PROBLEM: Return, from the listing below, each line where the word "light" appears.
(Beginning of INFORMATION)
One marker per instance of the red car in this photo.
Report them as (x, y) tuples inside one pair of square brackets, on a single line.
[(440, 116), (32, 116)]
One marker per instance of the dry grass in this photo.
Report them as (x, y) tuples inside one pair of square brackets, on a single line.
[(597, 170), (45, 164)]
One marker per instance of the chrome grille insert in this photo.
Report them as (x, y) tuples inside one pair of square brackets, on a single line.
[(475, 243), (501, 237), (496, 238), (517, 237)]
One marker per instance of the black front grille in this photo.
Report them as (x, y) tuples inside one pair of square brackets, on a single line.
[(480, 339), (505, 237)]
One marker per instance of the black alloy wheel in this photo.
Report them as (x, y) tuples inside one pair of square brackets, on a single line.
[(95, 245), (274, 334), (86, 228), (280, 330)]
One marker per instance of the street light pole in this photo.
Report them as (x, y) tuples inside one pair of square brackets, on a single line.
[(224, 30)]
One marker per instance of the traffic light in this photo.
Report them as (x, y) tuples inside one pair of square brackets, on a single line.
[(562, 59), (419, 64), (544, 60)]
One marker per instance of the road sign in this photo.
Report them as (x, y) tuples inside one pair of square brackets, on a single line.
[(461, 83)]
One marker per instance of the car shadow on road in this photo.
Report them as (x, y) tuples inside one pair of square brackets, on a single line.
(End of INFORMATION)
(Beginning of INFORMATION)
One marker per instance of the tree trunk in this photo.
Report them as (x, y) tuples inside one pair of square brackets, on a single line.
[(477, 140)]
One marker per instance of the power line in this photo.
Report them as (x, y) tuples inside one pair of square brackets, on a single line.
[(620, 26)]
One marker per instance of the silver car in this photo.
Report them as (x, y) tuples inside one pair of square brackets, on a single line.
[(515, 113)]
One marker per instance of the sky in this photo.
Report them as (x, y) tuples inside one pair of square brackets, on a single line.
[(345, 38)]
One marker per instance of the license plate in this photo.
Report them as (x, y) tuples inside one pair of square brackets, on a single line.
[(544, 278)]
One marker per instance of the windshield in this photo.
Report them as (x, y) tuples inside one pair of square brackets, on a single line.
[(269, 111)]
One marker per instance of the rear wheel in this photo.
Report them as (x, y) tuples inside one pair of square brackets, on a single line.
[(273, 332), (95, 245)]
(End of INFORMATION)
OUTPUT FOR THIS TASK:
One marker per instance of the street light pole in this photo.
One marker per instance of the traffic light in this photo.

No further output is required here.